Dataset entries
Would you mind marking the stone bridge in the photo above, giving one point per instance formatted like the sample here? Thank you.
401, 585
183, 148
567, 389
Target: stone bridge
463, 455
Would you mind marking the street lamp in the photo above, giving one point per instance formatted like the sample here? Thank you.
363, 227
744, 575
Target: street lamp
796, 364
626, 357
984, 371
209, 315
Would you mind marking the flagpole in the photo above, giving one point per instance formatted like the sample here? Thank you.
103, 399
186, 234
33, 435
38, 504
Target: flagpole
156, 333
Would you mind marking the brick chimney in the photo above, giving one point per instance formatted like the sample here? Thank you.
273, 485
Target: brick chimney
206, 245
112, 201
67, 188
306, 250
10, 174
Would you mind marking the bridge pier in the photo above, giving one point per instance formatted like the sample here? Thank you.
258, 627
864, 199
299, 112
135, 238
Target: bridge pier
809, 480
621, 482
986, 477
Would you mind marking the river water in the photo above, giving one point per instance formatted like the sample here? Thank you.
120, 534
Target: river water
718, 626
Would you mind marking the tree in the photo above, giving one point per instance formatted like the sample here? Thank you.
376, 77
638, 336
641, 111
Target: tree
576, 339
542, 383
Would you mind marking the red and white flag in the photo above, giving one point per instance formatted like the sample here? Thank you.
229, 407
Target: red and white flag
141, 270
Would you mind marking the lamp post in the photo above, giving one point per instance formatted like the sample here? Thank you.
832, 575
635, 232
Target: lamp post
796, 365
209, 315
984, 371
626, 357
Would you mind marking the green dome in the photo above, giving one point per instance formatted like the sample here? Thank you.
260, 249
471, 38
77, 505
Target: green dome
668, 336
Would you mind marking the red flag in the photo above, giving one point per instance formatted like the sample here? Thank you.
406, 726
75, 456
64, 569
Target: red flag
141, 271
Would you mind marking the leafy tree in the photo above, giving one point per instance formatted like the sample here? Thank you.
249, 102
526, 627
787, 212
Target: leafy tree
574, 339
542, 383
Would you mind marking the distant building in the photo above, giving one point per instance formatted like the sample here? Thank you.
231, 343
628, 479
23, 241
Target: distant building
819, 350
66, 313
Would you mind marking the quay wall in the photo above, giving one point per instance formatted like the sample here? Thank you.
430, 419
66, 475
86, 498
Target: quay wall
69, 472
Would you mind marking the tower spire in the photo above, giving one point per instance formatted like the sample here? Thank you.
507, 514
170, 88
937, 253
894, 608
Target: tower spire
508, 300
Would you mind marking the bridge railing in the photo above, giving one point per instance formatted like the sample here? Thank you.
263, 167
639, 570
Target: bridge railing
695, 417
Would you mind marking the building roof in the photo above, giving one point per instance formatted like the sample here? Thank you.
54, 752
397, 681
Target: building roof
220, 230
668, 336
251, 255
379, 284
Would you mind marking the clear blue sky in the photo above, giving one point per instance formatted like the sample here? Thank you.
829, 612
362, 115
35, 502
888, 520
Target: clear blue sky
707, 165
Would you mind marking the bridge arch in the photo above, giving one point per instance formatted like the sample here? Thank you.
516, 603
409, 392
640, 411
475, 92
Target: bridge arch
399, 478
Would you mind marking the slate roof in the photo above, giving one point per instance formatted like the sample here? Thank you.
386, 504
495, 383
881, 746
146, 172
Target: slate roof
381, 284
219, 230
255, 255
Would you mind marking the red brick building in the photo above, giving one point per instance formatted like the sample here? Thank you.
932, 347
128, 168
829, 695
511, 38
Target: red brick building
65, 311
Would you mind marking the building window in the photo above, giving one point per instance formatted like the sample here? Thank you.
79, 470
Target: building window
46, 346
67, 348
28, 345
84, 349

EXERCISE: Repeat each of the entries exactly as written.

WRITTEN REPLY:
Would you mind marking the stone bridge in the photo above, giving one point per instance formatted like the sample here? Thank you.
401, 585
183, 148
567, 389
Target: stone bridge
463, 455
Would you mind marking the street lamp in the photo above, giving one point per instance formatted like the sample here? Thank you.
363, 227
744, 575
Target: street lamp
796, 364
626, 357
984, 371
209, 315
Would you mind marking the flagpole in the photo above, giving one point per instance formatted like the sample here? Thank you.
103, 399
186, 234
33, 435
38, 504
Target: flagpole
156, 333
Would you mind marking the brick chimney in the photo above, giving one point per instance formatted like the sample here? Thank you.
273, 485
Target: brick chimney
206, 245
112, 201
67, 188
306, 250
10, 174
Would you mind marking the bridge pier in the photo above, giving one point per instance formatted like the sample here? Thank you.
258, 627
864, 199
299, 112
135, 238
Target: bridge pier
809, 480
621, 482
986, 477
Would you mind marking the river water in the photo above, giving one point per instance formatted like the sample here? Thank you.
120, 534
Target: river water
718, 626
Would you mind marking the tree in the photo above, giving one point per instance formatted like the sample here? Thank you.
376, 77
638, 336
641, 111
Target: tree
576, 339
542, 383
Would you mind marking the red and white flag in the photo above, giving one point per instance formatted like the sample here? Thank you.
229, 407
Target: red and white flag
141, 270
Would you mind marking the lamp post in the photo above, giving one point per instance formatted like the sample here? Thank you.
832, 575
635, 232
Target: lamp post
796, 365
209, 315
984, 371
626, 357
Would you mind marking the green dome in the photo above, giving one point per instance formatted like the sample here? Thank you.
260, 249
471, 38
77, 505
Target: green dome
668, 336
Would you mind marking the red flag in the photo above, giving one point per instance formatted like the sample here? Thank you.
406, 726
75, 456
64, 569
Target: red flag
141, 271
Would you mind marking the leafy tree in the photo above, giving one point per instance formatted like the sample here? Thank you.
249, 102
526, 627
787, 212
Target: leafy tree
574, 339
542, 383
Would you mind marking the distant building in the photo above, giving one point per instance formatted like the sample here? Thank you.
231, 343
628, 479
23, 241
Target: distant building
819, 350
66, 313
Would you mind marking the quay wall in the photo above, giving one point per instance formatted like the sample here? Thank you.
430, 419
66, 475
86, 498
Target: quay wall
69, 472
Would you mind marking the tower spire in the photo above, giving one point per instance formatted like the sample here? Thank you.
507, 514
170, 88
937, 253
894, 608
Target: tower spire
508, 300
Would you mind marking the bridge railing in the photo above, giving one point per instance formatted like the sample here? Thank you.
263, 167
639, 570
Target: bridge railing
695, 417
Would you mind marking the building roof in the photo above, giving one point per instance formatted like the sample here? Thank you.
54, 752
397, 681
Target: building roof
220, 230
668, 336
251, 255
379, 284
Would you mind marking the clear blue sky in the photo above, giving one point per instance formatted like the sample here? Thank you.
829, 612
362, 115
35, 502
888, 520
Target: clear blue sky
707, 165
Would you mind marking the bridge arch in the photo above, giving one point per instance formatted like the sample here? Thank you.
516, 603
409, 392
640, 411
475, 92
Target: bridge arch
399, 478
Would you mind marking the slate roof in the photo above, giving one point per instance formatted like the sample here? Thank you.
386, 504
495, 383
881, 746
146, 172
Target: slate roof
381, 284
219, 230
255, 255
Would you mind marking the red brick building in the photo above, giving one point per instance formatted like the sample here? Thank you.
932, 347
128, 168
829, 695
511, 38
Target: red brick building
65, 311
Would you mind marking the building window in the photo above, giving one point per instance formatted like the sample here? Thank you.
79, 470
Target: building window
46, 346
67, 348
28, 345
84, 349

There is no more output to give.